What to work on :: Convert every entry below into a Markdown table with the columns "Row" and "Line," giving each row a number and leaving out blank lines.

[Entries for labeling object positions]
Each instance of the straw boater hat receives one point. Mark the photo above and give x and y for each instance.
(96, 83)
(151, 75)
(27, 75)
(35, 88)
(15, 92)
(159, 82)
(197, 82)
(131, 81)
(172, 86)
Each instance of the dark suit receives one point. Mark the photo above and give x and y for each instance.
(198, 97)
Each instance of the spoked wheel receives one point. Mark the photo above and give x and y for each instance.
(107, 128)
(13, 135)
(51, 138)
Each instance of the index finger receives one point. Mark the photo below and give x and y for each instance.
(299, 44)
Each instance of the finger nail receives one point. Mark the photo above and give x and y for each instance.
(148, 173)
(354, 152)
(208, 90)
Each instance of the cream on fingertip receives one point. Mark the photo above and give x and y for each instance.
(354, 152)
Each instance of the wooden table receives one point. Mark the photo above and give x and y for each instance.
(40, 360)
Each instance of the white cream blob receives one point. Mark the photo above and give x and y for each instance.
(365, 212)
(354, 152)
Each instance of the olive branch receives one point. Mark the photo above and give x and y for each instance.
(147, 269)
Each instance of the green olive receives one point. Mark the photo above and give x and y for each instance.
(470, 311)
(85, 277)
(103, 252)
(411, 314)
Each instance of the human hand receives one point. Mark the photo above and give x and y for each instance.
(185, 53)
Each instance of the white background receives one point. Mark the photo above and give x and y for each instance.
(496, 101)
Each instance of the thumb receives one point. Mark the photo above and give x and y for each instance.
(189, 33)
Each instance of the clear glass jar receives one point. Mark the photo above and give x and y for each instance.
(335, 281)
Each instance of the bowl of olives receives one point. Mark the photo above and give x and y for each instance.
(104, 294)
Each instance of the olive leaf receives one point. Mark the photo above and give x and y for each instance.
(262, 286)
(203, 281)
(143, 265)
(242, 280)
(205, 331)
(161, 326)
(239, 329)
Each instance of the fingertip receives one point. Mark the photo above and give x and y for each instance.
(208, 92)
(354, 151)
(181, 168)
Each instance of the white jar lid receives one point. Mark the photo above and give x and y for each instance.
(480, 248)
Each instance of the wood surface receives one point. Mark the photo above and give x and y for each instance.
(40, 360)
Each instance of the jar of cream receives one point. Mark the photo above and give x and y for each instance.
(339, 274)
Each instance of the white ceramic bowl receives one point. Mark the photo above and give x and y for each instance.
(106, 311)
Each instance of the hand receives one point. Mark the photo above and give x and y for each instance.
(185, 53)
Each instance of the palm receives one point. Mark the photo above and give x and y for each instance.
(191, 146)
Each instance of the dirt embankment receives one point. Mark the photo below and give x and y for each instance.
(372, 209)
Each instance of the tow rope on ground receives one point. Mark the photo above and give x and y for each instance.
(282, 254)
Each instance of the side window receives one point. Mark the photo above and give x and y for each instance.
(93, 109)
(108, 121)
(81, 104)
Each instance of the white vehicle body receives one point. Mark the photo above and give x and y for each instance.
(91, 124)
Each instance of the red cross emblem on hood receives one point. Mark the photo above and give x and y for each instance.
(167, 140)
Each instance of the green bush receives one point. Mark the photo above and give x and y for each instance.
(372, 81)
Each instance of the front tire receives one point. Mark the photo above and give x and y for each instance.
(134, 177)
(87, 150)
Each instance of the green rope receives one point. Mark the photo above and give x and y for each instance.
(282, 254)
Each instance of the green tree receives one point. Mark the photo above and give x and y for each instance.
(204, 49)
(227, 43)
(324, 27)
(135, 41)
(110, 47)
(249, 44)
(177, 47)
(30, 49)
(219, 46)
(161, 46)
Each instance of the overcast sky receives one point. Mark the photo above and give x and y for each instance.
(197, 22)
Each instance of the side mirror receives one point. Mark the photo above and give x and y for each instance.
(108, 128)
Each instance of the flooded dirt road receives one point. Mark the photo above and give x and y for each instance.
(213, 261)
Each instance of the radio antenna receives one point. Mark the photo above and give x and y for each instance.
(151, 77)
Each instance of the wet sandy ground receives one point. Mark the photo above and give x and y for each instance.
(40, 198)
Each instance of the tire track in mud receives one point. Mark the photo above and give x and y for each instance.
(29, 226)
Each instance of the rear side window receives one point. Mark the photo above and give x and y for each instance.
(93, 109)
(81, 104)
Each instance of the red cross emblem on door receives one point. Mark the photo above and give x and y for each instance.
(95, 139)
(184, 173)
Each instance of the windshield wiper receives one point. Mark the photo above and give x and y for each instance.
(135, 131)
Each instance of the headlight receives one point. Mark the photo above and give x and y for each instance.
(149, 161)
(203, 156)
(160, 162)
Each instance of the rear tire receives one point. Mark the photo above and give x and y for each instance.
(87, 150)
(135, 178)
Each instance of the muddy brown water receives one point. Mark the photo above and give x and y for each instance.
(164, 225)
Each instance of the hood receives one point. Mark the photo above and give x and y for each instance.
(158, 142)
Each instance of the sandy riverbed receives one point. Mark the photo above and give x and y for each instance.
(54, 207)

Exercise answer ::
| Row | Line |
|---|---|
| 1 | Each instance of the straw boater hat receives one point. Mark the photo above and give x and y for each instance. |
| 2 | (96, 83) |
| 3 | (151, 75) |
| 4 | (27, 75) |
| 5 | (35, 88) |
| 6 | (15, 92) |
| 7 | (159, 82) |
| 8 | (197, 82) |
| 9 | (131, 81) |
| 10 | (172, 86) |
| 11 | Each instance of the dark suit receives one point. Mark the photo above and give x and y for each instance. |
| 12 | (198, 97) |
| 13 | Each instance of the spoked wheel receives one point. Mark the photo above and give x and y for each instance. |
| 14 | (107, 128) |
| 15 | (13, 135) |
| 16 | (51, 138) |
| 17 | Each instance of the index finger receives one point. Mark the photo below and give x and y for each instance. |
| 18 | (299, 44) |
| 19 | Each instance of the finger nail receives one point. Mark the photo above and give x and y for each instance. |
| 20 | (148, 173) |
| 21 | (354, 152) |
| 22 | (208, 90) |
| 23 | Each instance of the cream on fingertip receives one point. Mark the photo above and give x and y for each instance. |
| 24 | (354, 152) |
| 25 | Each instance of the wooden table receives one point. Mark the photo above and give x and y for each instance. |
| 26 | (40, 360) |
| 27 | Each instance of the white cream blob receives one point. Mark the photo above and give x and y for each instance. |
| 28 | (365, 212) |
| 29 | (354, 152) |
| 30 | Each instance of the olive branch receives one point. Mark the photo above and give x and y for each instance. |
| 31 | (147, 269) |
| 32 | Each instance of the green olive receives one point. Mark the photo above and give x and y for each instance. |
| 33 | (470, 311) |
| 34 | (85, 277) |
| 35 | (103, 252) |
| 36 | (411, 314) |
| 37 | Each instance of the human hand receives one point. Mark the photo above and give x and y for each instance. |
| 38 | (185, 53) |
| 39 | Each instance of the white background receives one point. Mark the photo above and give x and y for each instance. |
| 40 | (496, 101) |
| 41 | Each instance of the thumb receives one point. Mark the photo above and give x and y for each instance. |
| 42 | (189, 33) |
| 43 | Each instance of the clear glass jar receives one point. Mark the photo above and give x and y for each instance. |
| 44 | (335, 281) |
| 45 | Each instance of the bowl of olives receives one point. Mark the photo above and give x and y for each instance. |
| 46 | (104, 294) |
| 47 | Each instance of the olive leaf receives one point. Mark the photo above and give x and y for each instance. |
| 48 | (262, 286) |
| 49 | (203, 281) |
| 50 | (143, 265) |
| 51 | (242, 280) |
| 52 | (205, 331) |
| 53 | (161, 326) |
| 54 | (239, 329) |
| 55 | Each instance of the fingertip receives one point. Mark the photo above and give x and y for each instance. |
| 56 | (208, 92) |
| 57 | (354, 151) |
| 58 | (181, 168) |
| 59 | Each instance of the white jar lid receives one point. Mark the photo above and give x and y for each instance. |
| 60 | (480, 248) |
| 61 | Each instance of the wood surface receives one point. Mark the photo above and give x and y for each instance. |
| 62 | (40, 360) |
| 63 | Each instance of the jar of cream receives one point. Mark the photo above and give x and y for each instance. |
| 64 | (339, 274) |
| 65 | Each instance of the white ceramic bowl receives one point. Mark the photo above and give x and y for each instance. |
| 66 | (106, 311) |
| 67 | Each instance of the hand receives one point. Mark the photo above and give x and y for each instance. |
| 68 | (185, 53) |
| 69 | Each instance of the palm receives one point. Mark the photo above and give x and y for each instance. |
| 70 | (191, 146) |
| 71 | Each instance of the dirt embankment receives one point. Mark the photo below and give x and y for each instance. |
| 72 | (372, 209) |
| 73 | Each instance of the tow rope on ground receives one point. Mark the photo above and give x and y for each instance. |
| 74 | (282, 254) |
| 75 | Each instance of the side window receives one point. Mark the photo above and give x and y for each instance. |
| 76 | (93, 109) |
| 77 | (108, 121) |
| 78 | (81, 104) |
| 79 | Each instance of the white vehicle body receives one point. Mark the photo above and give x and y for each instance. |
| 80 | (91, 124) |
| 81 | Each instance of the red cross emblem on hood receives one point. Mark the photo above and give x and y for each instance. |
| 82 | (167, 140) |
| 83 | Each instance of the green bush receives one point. Mark the photo above and give x and y for each instance. |
| 84 | (372, 81) |
| 85 | Each instance of the front tire receives one point. Mark the photo above and give x and y for each instance. |
| 86 | (134, 177) |
| 87 | (87, 150) |
| 88 | Each instance of the green rope receives one point. Mark the photo above and give x and y for each instance. |
| 89 | (282, 254) |
| 90 | Each instance of the green tree receives one point. Mark the photo above and give x and y for each instance. |
| 91 | (204, 49) |
| 92 | (227, 43) |
| 93 | (324, 27) |
| 94 | (135, 41) |
| 95 | (110, 47) |
| 96 | (249, 44) |
| 97 | (177, 47) |
| 98 | (30, 49) |
| 99 | (219, 46) |
| 100 | (161, 46) |
| 101 | Each instance of the overcast sky receives one point. Mark the photo above and give x and y for each instance. |
| 102 | (197, 22) |
| 103 | Each instance of the side mirror receives one point. Mark the photo above and give x and y for each instance. |
| 104 | (108, 128) |
| 105 | Each instance of the flooded dirt road receives one point. Mark the photo above and give x and y for each instance. |
| 106 | (213, 261) |
| 107 | Each instance of the radio antenna receives one point. Mark the photo above and give x and y for each instance. |
| 108 | (151, 77) |
| 109 | Each instance of the wet sandy ground receives one point. Mark the photo above and give x and y for each instance. |
| 110 | (40, 198) |
| 111 | Each instance of the tire track in mud receives one point. Mark the photo above and give x and y for each instance. |
| 112 | (29, 226) |
| 113 | Each instance of the rear side window receives one point. Mark the photo above and give x and y for each instance. |
| 114 | (93, 109) |
| 115 | (81, 104) |
| 116 | Each instance of the red cross emblem on door receives one point. Mark the photo above and give x and y for each instance. |
| 117 | (95, 139) |
| 118 | (184, 173) |
| 119 | Each instance of the windshield wiper receives one point. Mark the photo above and give x and y for each instance. |
| 120 | (135, 131) |
| 121 | Each instance of the headlight receives one point. Mark the photo above and give x and y for each instance. |
| 122 | (149, 161) |
| 123 | (203, 156) |
| 124 | (160, 162) |
| 125 | Each instance of the rear tire receives one point. Mark the photo above and give x and y for each instance. |
| 126 | (87, 150) |
| 127 | (135, 178) |
| 128 | Each instance of the muddy brown water receives one point. Mark the photo above and give x and y for each instance. |
| 129 | (164, 225) |
| 130 | Each instance of the hood receives one point. Mark the photo above and give x and y for each instance. |
| 131 | (158, 142) |
| 132 | Each instance of the sandy riverbed receives one point. Mark the photo above and give x and y for each instance. |
| 133 | (54, 207) |